** begin **

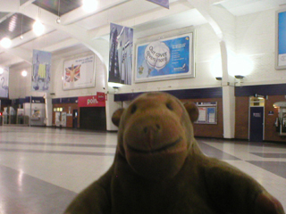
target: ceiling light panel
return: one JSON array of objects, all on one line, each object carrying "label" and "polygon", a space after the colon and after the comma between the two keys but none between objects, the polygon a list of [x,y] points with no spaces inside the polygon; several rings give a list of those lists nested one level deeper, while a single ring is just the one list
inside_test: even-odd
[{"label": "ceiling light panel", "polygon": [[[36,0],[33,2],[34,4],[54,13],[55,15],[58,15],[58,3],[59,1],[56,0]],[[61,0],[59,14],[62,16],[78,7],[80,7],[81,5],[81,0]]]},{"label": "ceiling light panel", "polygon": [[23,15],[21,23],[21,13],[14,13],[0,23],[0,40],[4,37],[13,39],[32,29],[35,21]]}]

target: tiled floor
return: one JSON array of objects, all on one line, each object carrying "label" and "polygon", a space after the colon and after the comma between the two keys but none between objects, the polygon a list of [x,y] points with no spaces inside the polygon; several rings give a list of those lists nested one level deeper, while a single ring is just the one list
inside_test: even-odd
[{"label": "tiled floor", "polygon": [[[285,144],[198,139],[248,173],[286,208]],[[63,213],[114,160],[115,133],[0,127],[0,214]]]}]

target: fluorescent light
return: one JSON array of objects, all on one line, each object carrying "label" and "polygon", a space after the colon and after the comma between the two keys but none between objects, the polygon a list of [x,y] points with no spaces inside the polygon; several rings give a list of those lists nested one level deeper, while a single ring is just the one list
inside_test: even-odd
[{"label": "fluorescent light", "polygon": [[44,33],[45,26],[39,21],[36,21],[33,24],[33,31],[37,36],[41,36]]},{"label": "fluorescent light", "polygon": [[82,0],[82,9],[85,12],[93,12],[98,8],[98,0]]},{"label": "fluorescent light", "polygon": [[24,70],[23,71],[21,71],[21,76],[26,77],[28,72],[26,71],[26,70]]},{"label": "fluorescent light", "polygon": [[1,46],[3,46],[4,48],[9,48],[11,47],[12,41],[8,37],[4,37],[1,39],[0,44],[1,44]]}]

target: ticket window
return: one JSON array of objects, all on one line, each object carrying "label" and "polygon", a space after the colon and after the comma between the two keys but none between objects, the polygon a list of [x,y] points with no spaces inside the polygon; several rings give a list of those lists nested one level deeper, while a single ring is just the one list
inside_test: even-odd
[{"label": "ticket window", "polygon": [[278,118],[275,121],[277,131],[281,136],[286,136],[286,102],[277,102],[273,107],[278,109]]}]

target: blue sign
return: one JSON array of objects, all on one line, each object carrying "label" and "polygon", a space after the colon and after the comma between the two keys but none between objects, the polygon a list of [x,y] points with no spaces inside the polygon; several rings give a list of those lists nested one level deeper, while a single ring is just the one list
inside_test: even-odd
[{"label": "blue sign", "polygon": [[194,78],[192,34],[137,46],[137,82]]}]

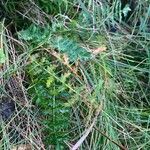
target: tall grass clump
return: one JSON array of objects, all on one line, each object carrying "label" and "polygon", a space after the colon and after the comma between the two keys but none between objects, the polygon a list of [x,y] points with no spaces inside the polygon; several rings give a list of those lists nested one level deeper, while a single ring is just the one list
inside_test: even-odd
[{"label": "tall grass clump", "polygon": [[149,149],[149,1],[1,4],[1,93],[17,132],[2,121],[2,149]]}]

** end **
** begin **

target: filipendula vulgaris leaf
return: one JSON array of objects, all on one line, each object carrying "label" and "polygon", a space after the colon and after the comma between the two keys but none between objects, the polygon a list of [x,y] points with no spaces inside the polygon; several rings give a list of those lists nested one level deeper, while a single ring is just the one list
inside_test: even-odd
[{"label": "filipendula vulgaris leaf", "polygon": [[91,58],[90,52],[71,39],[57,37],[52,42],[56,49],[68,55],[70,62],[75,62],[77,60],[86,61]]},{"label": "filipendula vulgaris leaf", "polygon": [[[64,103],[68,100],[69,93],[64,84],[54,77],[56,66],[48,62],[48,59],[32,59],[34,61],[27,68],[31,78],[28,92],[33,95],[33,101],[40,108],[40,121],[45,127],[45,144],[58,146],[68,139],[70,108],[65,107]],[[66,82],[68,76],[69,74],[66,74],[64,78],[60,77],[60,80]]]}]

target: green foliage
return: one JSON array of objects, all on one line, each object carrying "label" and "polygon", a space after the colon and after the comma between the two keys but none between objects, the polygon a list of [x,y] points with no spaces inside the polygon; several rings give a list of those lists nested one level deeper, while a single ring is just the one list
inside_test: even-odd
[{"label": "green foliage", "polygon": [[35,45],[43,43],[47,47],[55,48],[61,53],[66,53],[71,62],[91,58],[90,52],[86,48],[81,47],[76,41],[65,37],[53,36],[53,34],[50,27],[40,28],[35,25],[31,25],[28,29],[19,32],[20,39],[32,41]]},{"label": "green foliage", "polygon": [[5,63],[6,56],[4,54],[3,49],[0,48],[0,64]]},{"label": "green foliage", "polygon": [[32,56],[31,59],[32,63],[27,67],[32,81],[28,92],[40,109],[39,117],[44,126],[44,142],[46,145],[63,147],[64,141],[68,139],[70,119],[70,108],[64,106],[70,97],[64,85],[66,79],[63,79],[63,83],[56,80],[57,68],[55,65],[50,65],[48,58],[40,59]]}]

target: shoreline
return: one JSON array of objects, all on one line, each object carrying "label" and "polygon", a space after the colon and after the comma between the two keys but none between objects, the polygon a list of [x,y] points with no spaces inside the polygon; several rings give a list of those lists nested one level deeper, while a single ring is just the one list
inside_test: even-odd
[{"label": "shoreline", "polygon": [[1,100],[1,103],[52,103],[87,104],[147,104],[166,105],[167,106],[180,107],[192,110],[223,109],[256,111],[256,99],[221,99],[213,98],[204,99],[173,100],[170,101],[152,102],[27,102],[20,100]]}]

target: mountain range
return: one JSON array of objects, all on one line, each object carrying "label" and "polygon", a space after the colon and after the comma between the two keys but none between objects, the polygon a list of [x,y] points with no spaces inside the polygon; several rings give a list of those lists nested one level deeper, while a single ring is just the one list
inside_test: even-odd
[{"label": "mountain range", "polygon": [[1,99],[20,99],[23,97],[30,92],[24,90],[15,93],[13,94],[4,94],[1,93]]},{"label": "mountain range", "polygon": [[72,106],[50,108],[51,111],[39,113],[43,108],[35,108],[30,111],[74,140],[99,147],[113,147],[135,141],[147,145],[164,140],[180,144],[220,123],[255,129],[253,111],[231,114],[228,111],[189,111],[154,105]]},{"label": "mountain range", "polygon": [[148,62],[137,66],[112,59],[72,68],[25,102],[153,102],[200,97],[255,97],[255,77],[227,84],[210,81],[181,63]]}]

** end **

Count the lines in the records above that contain the string "target", treating uppercase and lowercase as different, and reply with that number alone.

10